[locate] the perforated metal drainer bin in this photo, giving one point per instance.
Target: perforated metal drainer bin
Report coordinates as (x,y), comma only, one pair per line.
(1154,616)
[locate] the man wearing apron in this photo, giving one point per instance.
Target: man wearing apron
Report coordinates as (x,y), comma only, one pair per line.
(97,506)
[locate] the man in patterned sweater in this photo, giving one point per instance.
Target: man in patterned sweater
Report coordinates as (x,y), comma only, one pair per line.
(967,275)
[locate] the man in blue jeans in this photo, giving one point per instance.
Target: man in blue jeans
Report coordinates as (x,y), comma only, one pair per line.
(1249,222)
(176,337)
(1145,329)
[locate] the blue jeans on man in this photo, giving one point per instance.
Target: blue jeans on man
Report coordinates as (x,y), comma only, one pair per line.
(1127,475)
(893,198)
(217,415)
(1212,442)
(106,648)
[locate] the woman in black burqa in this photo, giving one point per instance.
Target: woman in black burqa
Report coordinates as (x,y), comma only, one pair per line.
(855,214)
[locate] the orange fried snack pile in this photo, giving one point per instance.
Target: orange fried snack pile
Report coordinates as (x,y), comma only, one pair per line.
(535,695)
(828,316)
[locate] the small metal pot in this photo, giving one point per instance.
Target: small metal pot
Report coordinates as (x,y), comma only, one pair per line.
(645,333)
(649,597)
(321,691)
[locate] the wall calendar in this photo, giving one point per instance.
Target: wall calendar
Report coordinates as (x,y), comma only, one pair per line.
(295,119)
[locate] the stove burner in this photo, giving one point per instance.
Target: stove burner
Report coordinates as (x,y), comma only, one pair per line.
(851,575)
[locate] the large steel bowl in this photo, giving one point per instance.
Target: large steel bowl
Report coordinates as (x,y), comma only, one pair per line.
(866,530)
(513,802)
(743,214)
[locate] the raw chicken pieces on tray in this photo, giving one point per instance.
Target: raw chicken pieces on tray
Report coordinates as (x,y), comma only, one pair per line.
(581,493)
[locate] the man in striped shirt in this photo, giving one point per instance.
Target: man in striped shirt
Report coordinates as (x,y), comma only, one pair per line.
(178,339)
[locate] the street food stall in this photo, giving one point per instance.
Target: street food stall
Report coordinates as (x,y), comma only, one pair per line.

--------

What is expected: Please extract exactly, and only, the lines from the line containing "[locate] the raw" through the last line of the records.

Your response:
[locate] the raw chicken pieces on tray in this photo, giving one point per instance.
Target: raw chicken pieces on tray
Report coordinates as (x,y), comma only, one pair per line.
(581,493)
[locate] the man in striped shirt in this photo, giving one point per instance.
Target: man in striped shirt
Report coordinates as (x,y), comma only, one pair per line.
(178,339)
[locate] the street food stall in this photo, giving one point per instance.
Target: street food stall
Report coordinates as (x,y), comma only, one pair per line.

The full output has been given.